** Opening TEXT PASSAGE block **

People cultivating or processing marijuana in their unincorporated Boulder County homes would have to comply with new restrictions and conditions up for county Planning Commission review on Wednesday.
One of those proposed restrictions would limit such indoor marijuana growing, or the production of marijuana-infused products, to single-family residential dwelling units, according to Bryan Harding, a senior planner in Boulder County’s Land Use Department.
Marijuana couldn’t be grown, and pot-infused products couldn’t be made, inside duplex, condominium or apartment units, Harding said. Nor could marijuana processed or cultivated in homes be “for the purpose of sale or profit,” the proposed regulations specify.
In general, the indoor growing or processing would only be allowed when it’s “by and for the individuals living on the parcel.”
Another of the proposed Boulder County Land Use Code changes would specify that no more than a total of six plants be growing indoors on that parcel of single-family residential property.
The county’s code now allows people to grow marijuana for their own recreational or medical use — or by caregivers of state-registered medical-marijuana patients — as long as the activity occupies no more than 300 square feet of area within the home.
The Land Use Department staff said that 300 square-foot allowance now could make it possible for a resident to grow more than 100 plants indoors, exceeding what’s permitted by Colorado marijuana laws.

** Closing TEXT PASSAGE block **
** Opening RECORDED DATA block **

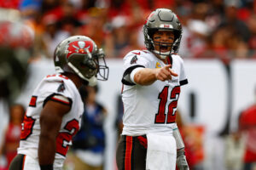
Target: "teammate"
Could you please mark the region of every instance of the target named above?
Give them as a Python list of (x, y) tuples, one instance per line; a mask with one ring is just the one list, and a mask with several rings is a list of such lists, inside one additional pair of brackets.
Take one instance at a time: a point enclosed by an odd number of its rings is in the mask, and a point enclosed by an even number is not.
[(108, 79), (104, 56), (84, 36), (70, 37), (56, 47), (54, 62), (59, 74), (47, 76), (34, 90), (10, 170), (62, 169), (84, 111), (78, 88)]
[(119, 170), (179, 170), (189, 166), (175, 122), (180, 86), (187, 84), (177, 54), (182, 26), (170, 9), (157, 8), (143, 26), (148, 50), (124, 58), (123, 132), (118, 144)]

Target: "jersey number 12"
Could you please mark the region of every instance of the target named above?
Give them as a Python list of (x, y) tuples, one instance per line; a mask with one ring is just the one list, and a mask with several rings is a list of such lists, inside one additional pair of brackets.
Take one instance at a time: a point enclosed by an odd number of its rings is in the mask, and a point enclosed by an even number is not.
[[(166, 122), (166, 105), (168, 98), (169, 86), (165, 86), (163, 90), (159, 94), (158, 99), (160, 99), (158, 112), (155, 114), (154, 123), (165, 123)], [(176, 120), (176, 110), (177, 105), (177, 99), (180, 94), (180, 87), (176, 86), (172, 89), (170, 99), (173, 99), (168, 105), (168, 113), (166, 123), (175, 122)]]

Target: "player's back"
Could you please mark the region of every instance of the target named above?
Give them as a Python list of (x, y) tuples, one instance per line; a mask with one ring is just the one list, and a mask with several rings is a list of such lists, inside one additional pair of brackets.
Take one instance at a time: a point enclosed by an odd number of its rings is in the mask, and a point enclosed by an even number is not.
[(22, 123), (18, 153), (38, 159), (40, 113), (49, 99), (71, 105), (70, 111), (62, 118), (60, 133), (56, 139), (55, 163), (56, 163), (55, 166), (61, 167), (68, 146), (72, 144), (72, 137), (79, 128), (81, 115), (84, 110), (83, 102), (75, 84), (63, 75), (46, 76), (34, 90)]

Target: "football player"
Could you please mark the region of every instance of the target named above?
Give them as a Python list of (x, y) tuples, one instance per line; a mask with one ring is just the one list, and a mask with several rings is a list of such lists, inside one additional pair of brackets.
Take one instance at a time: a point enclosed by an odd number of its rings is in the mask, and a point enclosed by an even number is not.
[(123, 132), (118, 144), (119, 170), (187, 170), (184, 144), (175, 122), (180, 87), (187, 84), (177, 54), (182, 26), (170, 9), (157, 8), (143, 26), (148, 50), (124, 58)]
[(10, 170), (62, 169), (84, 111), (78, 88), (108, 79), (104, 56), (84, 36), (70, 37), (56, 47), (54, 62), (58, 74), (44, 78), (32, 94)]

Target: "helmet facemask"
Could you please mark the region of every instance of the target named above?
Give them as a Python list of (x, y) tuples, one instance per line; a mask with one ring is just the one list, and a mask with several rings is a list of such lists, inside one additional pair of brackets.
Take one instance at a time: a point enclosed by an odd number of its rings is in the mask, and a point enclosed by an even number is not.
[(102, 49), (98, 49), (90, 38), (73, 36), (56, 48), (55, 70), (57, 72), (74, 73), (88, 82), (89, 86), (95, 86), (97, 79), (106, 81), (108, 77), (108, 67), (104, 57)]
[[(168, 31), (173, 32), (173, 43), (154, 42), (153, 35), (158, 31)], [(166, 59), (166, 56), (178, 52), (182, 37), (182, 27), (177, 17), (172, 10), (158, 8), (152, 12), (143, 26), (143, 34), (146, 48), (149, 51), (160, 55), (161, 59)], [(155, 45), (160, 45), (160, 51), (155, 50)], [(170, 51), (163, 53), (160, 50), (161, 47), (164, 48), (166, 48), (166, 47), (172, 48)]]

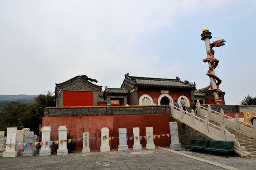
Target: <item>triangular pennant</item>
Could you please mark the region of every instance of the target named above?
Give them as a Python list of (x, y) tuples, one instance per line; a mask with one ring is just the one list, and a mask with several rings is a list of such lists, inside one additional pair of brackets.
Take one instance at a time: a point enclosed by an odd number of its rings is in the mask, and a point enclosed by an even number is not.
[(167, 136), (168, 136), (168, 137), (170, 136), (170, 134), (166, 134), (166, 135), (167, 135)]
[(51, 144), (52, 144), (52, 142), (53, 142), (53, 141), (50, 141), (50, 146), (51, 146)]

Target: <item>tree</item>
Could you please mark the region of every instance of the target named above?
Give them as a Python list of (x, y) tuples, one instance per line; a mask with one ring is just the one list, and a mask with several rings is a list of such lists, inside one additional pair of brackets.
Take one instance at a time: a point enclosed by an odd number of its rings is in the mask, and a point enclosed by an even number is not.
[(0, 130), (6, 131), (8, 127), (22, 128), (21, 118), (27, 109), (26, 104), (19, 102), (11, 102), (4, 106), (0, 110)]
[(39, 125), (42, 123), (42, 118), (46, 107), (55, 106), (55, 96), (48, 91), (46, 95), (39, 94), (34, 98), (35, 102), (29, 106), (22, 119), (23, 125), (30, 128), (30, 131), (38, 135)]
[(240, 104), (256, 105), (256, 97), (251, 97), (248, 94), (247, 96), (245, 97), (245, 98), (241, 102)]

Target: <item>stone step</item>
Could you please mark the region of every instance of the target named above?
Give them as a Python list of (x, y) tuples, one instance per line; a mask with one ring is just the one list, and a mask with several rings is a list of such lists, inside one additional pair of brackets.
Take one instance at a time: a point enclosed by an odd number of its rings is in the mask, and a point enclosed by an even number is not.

** Closing RECORDED DATA block **

• [WHAT IS BEING ASKED]:
In the Boulder County marijuana article above, which types of housing units are named as places where marijuana couldn't be grown and pot-infused products couldn't be made?

• [SOLUTION]:
Duplex, condominium and apartment units.